• _TASK OBJECTIVE_
Reproduce the listing below word for word and line for line, omitting the pictures.

Image location labeling entries
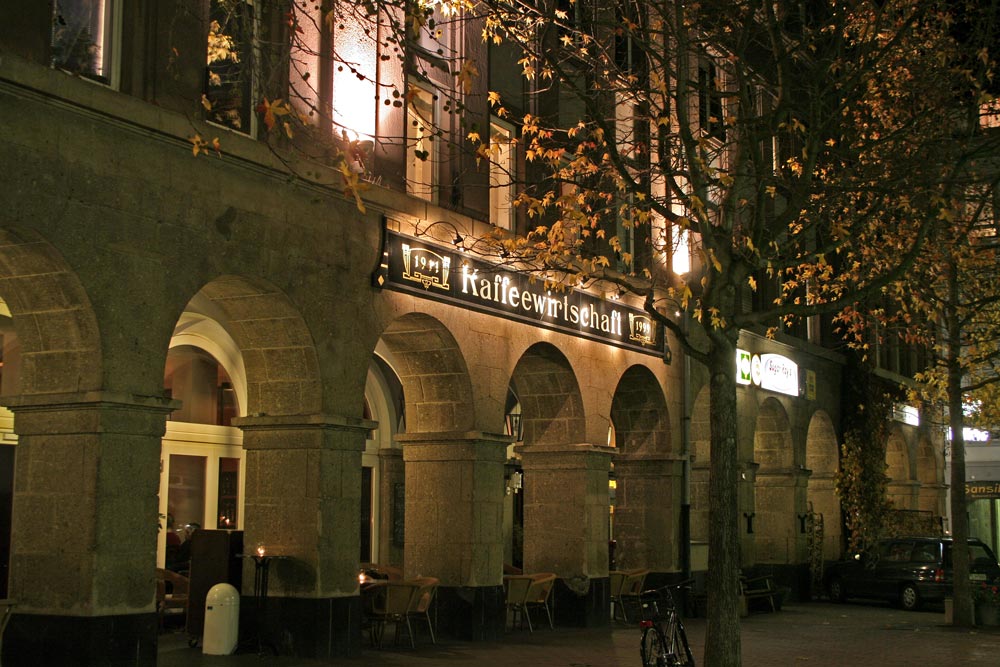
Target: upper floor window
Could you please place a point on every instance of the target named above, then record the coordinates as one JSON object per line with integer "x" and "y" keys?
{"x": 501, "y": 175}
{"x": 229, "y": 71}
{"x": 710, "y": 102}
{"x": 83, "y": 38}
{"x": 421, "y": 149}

• _OUTPUT FOR THIS EXERCISE_
Target: upper floor window
Could you please place a point on every instance of the target named above, then record the coordinates as one JSON object per line with integer "x" and "y" keys?
{"x": 501, "y": 175}
{"x": 229, "y": 71}
{"x": 710, "y": 102}
{"x": 83, "y": 38}
{"x": 421, "y": 149}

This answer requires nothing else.